━━ THE RECORDS ━━
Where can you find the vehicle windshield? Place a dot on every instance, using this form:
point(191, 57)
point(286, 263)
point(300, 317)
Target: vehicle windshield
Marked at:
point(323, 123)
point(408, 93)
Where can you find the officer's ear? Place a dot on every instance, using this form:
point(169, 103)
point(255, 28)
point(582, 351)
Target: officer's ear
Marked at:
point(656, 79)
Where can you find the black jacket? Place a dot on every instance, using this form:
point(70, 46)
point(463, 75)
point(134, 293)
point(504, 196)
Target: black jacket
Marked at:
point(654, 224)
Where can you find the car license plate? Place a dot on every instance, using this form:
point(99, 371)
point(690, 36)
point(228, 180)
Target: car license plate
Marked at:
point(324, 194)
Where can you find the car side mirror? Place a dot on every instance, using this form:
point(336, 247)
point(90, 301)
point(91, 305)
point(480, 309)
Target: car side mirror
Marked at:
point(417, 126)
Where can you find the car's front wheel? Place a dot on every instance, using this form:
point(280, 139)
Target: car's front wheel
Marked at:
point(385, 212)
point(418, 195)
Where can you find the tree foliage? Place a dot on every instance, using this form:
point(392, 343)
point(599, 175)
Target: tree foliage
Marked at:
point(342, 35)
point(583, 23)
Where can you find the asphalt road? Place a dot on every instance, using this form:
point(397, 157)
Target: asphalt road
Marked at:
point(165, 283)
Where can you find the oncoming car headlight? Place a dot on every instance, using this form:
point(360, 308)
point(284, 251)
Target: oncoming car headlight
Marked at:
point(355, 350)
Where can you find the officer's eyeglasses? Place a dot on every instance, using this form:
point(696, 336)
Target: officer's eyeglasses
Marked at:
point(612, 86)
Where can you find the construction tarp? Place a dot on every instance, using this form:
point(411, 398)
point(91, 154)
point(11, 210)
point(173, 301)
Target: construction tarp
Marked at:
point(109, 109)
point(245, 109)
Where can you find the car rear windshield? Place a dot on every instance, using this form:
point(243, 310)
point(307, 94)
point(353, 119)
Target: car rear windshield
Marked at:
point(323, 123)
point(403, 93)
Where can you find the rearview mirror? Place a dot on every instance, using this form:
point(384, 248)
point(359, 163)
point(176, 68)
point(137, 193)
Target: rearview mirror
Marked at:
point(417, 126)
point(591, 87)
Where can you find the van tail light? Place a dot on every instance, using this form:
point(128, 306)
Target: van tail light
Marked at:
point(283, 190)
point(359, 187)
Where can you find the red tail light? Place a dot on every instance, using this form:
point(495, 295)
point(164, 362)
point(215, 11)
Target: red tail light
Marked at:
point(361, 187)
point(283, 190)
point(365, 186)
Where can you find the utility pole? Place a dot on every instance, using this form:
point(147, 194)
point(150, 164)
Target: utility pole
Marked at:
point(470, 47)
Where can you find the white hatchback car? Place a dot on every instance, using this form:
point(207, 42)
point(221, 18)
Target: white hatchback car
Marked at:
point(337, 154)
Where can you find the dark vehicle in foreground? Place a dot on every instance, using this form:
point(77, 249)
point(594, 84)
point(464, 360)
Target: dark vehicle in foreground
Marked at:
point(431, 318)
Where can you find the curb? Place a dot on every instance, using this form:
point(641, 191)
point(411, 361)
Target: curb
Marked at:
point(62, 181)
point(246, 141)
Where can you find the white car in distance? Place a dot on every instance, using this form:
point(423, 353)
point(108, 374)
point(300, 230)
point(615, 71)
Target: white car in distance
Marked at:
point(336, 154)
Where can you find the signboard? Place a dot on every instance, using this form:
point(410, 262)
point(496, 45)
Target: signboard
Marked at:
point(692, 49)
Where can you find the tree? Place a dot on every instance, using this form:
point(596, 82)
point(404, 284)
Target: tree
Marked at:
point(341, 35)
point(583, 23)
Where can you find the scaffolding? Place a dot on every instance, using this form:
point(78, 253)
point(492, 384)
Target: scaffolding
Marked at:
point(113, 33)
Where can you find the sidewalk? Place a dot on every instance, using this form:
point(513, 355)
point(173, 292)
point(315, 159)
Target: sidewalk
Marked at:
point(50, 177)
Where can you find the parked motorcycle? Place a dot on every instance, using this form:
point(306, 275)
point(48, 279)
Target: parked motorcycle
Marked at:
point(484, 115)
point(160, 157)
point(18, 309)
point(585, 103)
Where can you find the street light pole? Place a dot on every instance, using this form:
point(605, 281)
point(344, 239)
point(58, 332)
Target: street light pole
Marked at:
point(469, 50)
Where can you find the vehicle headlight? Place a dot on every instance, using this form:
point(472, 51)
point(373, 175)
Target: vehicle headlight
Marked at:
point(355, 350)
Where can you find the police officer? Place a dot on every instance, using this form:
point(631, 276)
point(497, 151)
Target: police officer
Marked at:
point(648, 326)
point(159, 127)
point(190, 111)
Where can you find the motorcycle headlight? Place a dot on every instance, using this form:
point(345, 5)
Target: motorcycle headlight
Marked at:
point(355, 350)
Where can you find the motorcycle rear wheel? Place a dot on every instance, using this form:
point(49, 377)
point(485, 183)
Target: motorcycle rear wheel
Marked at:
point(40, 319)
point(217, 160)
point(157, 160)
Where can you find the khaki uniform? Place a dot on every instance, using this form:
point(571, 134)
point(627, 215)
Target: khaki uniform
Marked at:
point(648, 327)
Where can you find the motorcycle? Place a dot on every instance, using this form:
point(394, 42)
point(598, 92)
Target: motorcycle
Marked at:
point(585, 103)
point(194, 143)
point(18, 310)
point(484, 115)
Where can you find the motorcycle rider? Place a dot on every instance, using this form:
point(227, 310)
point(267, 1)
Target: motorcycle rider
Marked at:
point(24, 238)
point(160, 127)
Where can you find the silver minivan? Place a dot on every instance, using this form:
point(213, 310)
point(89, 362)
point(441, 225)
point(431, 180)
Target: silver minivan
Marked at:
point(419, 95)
━━━
Find the line with "point(513, 355)" in the entries above. Retype it and each line after it, exactly, through the line with "Target: parked motorcycle", and stop there.

§ **TASK RESULT**:
point(513, 355)
point(173, 292)
point(315, 159)
Target: sidewalk
Marked at:
point(50, 177)
Where can you find the parked motorcycle? Place a dot on every instance, using this form:
point(306, 275)
point(48, 279)
Target: parked motorcycle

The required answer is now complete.